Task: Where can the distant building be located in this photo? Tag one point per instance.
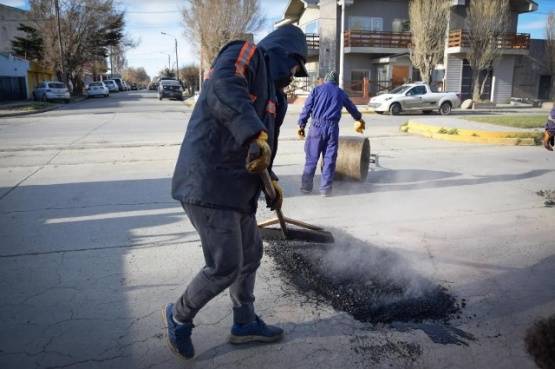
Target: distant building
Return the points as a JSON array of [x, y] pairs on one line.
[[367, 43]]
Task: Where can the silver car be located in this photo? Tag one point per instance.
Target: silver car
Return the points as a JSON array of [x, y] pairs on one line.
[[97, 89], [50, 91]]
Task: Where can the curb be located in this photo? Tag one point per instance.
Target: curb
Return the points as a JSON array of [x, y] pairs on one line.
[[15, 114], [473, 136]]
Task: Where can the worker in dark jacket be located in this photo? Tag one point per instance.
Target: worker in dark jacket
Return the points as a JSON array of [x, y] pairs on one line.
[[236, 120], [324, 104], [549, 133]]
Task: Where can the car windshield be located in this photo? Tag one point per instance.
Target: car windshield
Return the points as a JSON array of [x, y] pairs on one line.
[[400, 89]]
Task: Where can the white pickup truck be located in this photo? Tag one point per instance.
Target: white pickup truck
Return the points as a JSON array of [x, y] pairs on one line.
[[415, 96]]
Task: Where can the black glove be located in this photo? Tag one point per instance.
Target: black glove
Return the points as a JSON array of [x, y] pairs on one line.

* * *

WHAT THE TASK ASKS: Render each line of the rows above as a Markdown table with the columns No. and Line, numbering the lines in order and skipping blank lines. Leave the pictures out of the table.

SOLUTION TO THE PROBLEM:
| No. | Line |
|---|---|
| 1 | Task: Where can the distant building be located in this photo? Tag one point per instance. |
| 2 | Target: distant building |
| 3 | Return the points as a JSON array of [x, y] pairs on one line. |
| 4 | [[367, 43]] |
| 5 | Task: Where can the silver car be located in this photo? Tag one point per instance. |
| 6 | Target: silver car |
| 7 | Return the points as a JSON array of [x, y] pairs on one line. |
| 8 | [[97, 89], [50, 91]] |
| 9 | Task: Where can the curb be located in this photo? Tag one point per instance. |
| 10 | Target: curb |
| 11 | Return the points as a JSON array of [x, y] pairs on one line. |
| 12 | [[15, 114], [473, 136]] |
| 13 | Task: Where can the worker in dark jacket be located in this photo? Tag one point per instance. |
| 14 | Target: worker in dark jacket |
| 15 | Return the points as a JSON array of [x, y] pairs on one line. |
| 16 | [[236, 120], [324, 104], [549, 133]] |
| 17 | Task: Where can the car windshield be located in this photo? Tag one point per instance. |
| 18 | Target: car windshield |
| 19 | Return the points as a JSON array of [x, y] pairs on one line. |
| 20 | [[400, 89]] |
| 21 | Task: Where can the white pickup truck be located in this photo? Tag one point per instance. |
| 22 | Target: white pickup truck |
| 23 | Return the points as a JSON array of [x, y] pairs on one line. |
| 24 | [[415, 96]] |
| 25 | Task: Where can the black glove be located in this photo? Tag one point per instance. |
| 26 | Target: black glove |
| 27 | Return the points as a JSON array of [x, y] pairs on one line. |